**Segmentation labeling items:**
───

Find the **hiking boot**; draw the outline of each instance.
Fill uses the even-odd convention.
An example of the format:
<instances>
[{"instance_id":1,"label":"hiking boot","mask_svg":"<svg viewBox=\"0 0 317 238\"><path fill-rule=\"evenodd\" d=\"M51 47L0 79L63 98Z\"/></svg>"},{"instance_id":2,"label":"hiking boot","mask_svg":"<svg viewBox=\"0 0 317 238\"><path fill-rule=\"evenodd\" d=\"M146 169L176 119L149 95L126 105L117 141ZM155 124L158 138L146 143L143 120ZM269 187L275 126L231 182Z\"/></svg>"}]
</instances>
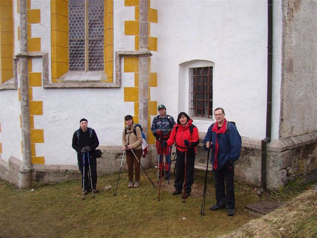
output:
<instances>
[{"instance_id":1,"label":"hiking boot","mask_svg":"<svg viewBox=\"0 0 317 238\"><path fill-rule=\"evenodd\" d=\"M168 179L168 175L169 174L169 173L168 173L168 171L165 171L165 175L164 176L164 178L165 178L166 180Z\"/></svg>"},{"instance_id":2,"label":"hiking boot","mask_svg":"<svg viewBox=\"0 0 317 238\"><path fill-rule=\"evenodd\" d=\"M160 176L161 176L160 172L161 172L160 170L158 170L158 178L160 178ZM162 170L162 175L162 175L162 176L163 176L164 175L164 171L163 170Z\"/></svg>"},{"instance_id":3,"label":"hiking boot","mask_svg":"<svg viewBox=\"0 0 317 238\"><path fill-rule=\"evenodd\" d=\"M234 209L228 209L228 210L227 211L227 214L228 214L228 216L230 216L230 217L231 216L233 216L234 215Z\"/></svg>"},{"instance_id":4,"label":"hiking boot","mask_svg":"<svg viewBox=\"0 0 317 238\"><path fill-rule=\"evenodd\" d=\"M99 192L99 191L97 188L93 188L93 192L94 193L97 193L97 192Z\"/></svg>"},{"instance_id":5,"label":"hiking boot","mask_svg":"<svg viewBox=\"0 0 317 238\"><path fill-rule=\"evenodd\" d=\"M172 194L177 195L177 194L180 194L181 193L182 193L181 191L178 191L178 190L175 190L173 192L172 192Z\"/></svg>"},{"instance_id":6,"label":"hiking boot","mask_svg":"<svg viewBox=\"0 0 317 238\"><path fill-rule=\"evenodd\" d=\"M189 192L185 192L185 195L184 195L184 194L182 194L182 198L188 198L189 196L190 196L190 193Z\"/></svg>"},{"instance_id":7,"label":"hiking boot","mask_svg":"<svg viewBox=\"0 0 317 238\"><path fill-rule=\"evenodd\" d=\"M136 181L134 183L134 185L133 185L133 187L138 187L139 186L140 186L139 181Z\"/></svg>"},{"instance_id":8,"label":"hiking boot","mask_svg":"<svg viewBox=\"0 0 317 238\"><path fill-rule=\"evenodd\" d=\"M209 207L209 209L211 211L215 211L216 210L221 209L221 208L224 208L225 207L225 206L224 205L221 205L215 204Z\"/></svg>"}]
</instances>

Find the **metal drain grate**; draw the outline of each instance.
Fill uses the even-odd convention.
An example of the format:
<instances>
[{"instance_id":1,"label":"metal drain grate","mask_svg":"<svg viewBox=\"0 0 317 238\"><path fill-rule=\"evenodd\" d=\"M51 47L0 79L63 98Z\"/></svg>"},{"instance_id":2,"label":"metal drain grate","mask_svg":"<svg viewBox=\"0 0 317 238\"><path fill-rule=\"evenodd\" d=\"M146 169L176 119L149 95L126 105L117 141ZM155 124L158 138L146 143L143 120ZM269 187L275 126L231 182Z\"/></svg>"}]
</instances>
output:
<instances>
[{"instance_id":1,"label":"metal drain grate","mask_svg":"<svg viewBox=\"0 0 317 238\"><path fill-rule=\"evenodd\" d=\"M264 201L257 203L252 203L244 207L256 212L260 212L263 214L267 214L280 207L282 205L282 204L280 202Z\"/></svg>"},{"instance_id":2,"label":"metal drain grate","mask_svg":"<svg viewBox=\"0 0 317 238\"><path fill-rule=\"evenodd\" d=\"M196 155L207 157L208 154L208 151L203 146L200 145L196 147Z\"/></svg>"}]
</instances>

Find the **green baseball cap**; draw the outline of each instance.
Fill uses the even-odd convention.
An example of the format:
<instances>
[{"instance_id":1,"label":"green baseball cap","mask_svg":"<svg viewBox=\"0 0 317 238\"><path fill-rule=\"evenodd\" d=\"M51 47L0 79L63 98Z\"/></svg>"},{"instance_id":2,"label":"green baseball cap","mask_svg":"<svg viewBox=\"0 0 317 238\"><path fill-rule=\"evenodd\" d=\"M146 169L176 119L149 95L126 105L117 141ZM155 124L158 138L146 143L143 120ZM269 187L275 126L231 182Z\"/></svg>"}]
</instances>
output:
<instances>
[{"instance_id":1,"label":"green baseball cap","mask_svg":"<svg viewBox=\"0 0 317 238\"><path fill-rule=\"evenodd\" d=\"M161 108L163 108L165 110L166 110L166 108L165 107L165 106L164 106L163 104L161 104L160 105L159 105L158 107L158 109L160 109Z\"/></svg>"}]
</instances>

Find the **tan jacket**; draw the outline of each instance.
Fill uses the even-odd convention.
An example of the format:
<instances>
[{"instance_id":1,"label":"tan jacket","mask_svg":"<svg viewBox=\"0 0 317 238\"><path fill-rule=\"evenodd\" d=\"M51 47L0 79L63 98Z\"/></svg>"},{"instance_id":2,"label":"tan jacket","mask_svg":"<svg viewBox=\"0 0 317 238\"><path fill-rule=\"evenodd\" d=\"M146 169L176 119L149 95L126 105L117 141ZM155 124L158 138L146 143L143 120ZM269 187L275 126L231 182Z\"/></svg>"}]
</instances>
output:
<instances>
[{"instance_id":1,"label":"tan jacket","mask_svg":"<svg viewBox=\"0 0 317 238\"><path fill-rule=\"evenodd\" d=\"M125 129L123 129L122 132L122 145L124 146L128 143L131 145L132 148L133 149L142 149L141 145L142 142L142 134L141 129L139 126L136 126L135 129L137 132L136 136L133 133L133 127L134 123L131 125L130 128L127 127L127 134L124 134ZM131 133L129 133L131 132Z\"/></svg>"}]
</instances>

───

**Given request:**
Omitting all images, print the listing exactly.

**Completed exercise:**
Find the **hiking boot**; draw the outline of each instance.
Fill uses the even-odd convention.
An example of the format:
<instances>
[{"instance_id":1,"label":"hiking boot","mask_svg":"<svg viewBox=\"0 0 317 238\"><path fill-rule=\"evenodd\" d=\"M51 47L0 79L63 98Z\"/></svg>"},{"instance_id":2,"label":"hiking boot","mask_svg":"<svg viewBox=\"0 0 317 238\"><path fill-rule=\"evenodd\" d=\"M146 169L176 119L149 95L126 105L117 141ZM155 124L158 138L146 143L143 120ZM269 187L275 126L231 182Z\"/></svg>"}]
</instances>
output:
<instances>
[{"instance_id":1,"label":"hiking boot","mask_svg":"<svg viewBox=\"0 0 317 238\"><path fill-rule=\"evenodd\" d=\"M168 179L168 175L169 174L169 173L168 173L168 171L165 171L165 175L164 176L164 178L165 178L166 180Z\"/></svg>"},{"instance_id":2,"label":"hiking boot","mask_svg":"<svg viewBox=\"0 0 317 238\"><path fill-rule=\"evenodd\" d=\"M160 176L161 176L160 172L161 172L160 170L158 170L158 178L160 178ZM162 170L162 175L162 175L162 176L163 176L164 175L164 171L163 170Z\"/></svg>"},{"instance_id":3,"label":"hiking boot","mask_svg":"<svg viewBox=\"0 0 317 238\"><path fill-rule=\"evenodd\" d=\"M234 209L228 209L228 210L227 211L227 214L228 214L228 216L230 216L230 217L231 216L233 216L234 215Z\"/></svg>"},{"instance_id":4,"label":"hiking boot","mask_svg":"<svg viewBox=\"0 0 317 238\"><path fill-rule=\"evenodd\" d=\"M99 192L99 191L97 188L93 188L93 192L94 193L97 193L97 192Z\"/></svg>"},{"instance_id":5,"label":"hiking boot","mask_svg":"<svg viewBox=\"0 0 317 238\"><path fill-rule=\"evenodd\" d=\"M172 194L177 195L177 194L180 194L181 193L182 193L181 191L178 191L178 190L175 190L173 192L172 192Z\"/></svg>"},{"instance_id":6,"label":"hiking boot","mask_svg":"<svg viewBox=\"0 0 317 238\"><path fill-rule=\"evenodd\" d=\"M189 192L185 192L185 195L184 195L184 194L182 194L182 198L188 198L189 196L190 196L190 193Z\"/></svg>"},{"instance_id":7,"label":"hiking boot","mask_svg":"<svg viewBox=\"0 0 317 238\"><path fill-rule=\"evenodd\" d=\"M136 181L134 183L134 185L133 185L133 187L138 187L139 186L140 186L139 181Z\"/></svg>"},{"instance_id":8,"label":"hiking boot","mask_svg":"<svg viewBox=\"0 0 317 238\"><path fill-rule=\"evenodd\" d=\"M209 207L209 209L211 211L215 211L216 210L221 209L221 208L224 208L225 207L225 206L224 205L221 205L215 204Z\"/></svg>"}]
</instances>

Find the **metal drain grate**; draw the outline of each instance.
Fill uses the even-odd convention.
An example of the format:
<instances>
[{"instance_id":1,"label":"metal drain grate","mask_svg":"<svg viewBox=\"0 0 317 238\"><path fill-rule=\"evenodd\" d=\"M51 47L0 79L63 98Z\"/></svg>"},{"instance_id":2,"label":"metal drain grate","mask_svg":"<svg viewBox=\"0 0 317 238\"><path fill-rule=\"evenodd\" d=\"M146 169L176 119L149 95L126 105L117 141ZM155 124L158 138L146 143L143 120ZM269 187L275 126L231 182Z\"/></svg>"}]
</instances>
output:
<instances>
[{"instance_id":1,"label":"metal drain grate","mask_svg":"<svg viewBox=\"0 0 317 238\"><path fill-rule=\"evenodd\" d=\"M264 201L257 203L252 203L244 207L256 212L260 212L263 214L267 214L280 207L282 205L282 204L280 202Z\"/></svg>"},{"instance_id":2,"label":"metal drain grate","mask_svg":"<svg viewBox=\"0 0 317 238\"><path fill-rule=\"evenodd\" d=\"M196 155L207 157L208 154L208 151L203 146L200 145L196 147Z\"/></svg>"}]
</instances>

Find the **green baseball cap**; draw the outline of each instance.
Fill uses the even-odd convention.
An example of the format:
<instances>
[{"instance_id":1,"label":"green baseball cap","mask_svg":"<svg viewBox=\"0 0 317 238\"><path fill-rule=\"evenodd\" d=\"M51 47L0 79L63 98Z\"/></svg>"},{"instance_id":2,"label":"green baseball cap","mask_svg":"<svg viewBox=\"0 0 317 238\"><path fill-rule=\"evenodd\" d=\"M146 169L176 119L149 95L126 105L117 141ZM155 124L158 138L146 143L143 120ZM269 187L275 126L231 182Z\"/></svg>"}]
</instances>
output:
<instances>
[{"instance_id":1,"label":"green baseball cap","mask_svg":"<svg viewBox=\"0 0 317 238\"><path fill-rule=\"evenodd\" d=\"M161 108L163 108L165 110L166 110L166 108L165 107L165 106L164 106L163 104L161 104L160 105L159 105L158 107L158 109L160 109Z\"/></svg>"}]
</instances>

Find the **tan jacket**; draw the outline of each instance.
Fill uses the even-odd convention.
An example of the format:
<instances>
[{"instance_id":1,"label":"tan jacket","mask_svg":"<svg viewBox=\"0 0 317 238\"><path fill-rule=\"evenodd\" d=\"M51 47L0 79L63 98Z\"/></svg>"},{"instance_id":2,"label":"tan jacket","mask_svg":"<svg viewBox=\"0 0 317 238\"><path fill-rule=\"evenodd\" d=\"M146 169L176 119L149 95L126 105L117 141ZM155 124L158 138L146 143L143 120ZM269 187L275 126L231 182Z\"/></svg>"}]
</instances>
output:
<instances>
[{"instance_id":1,"label":"tan jacket","mask_svg":"<svg viewBox=\"0 0 317 238\"><path fill-rule=\"evenodd\" d=\"M125 129L123 129L122 132L122 145L124 146L128 143L131 145L132 148L133 149L142 149L141 145L142 142L142 134L141 129L139 126L136 126L135 129L137 132L136 136L133 133L133 127L134 123L131 125L130 128L127 127L127 134L124 134ZM131 133L129 133L131 132Z\"/></svg>"}]
</instances>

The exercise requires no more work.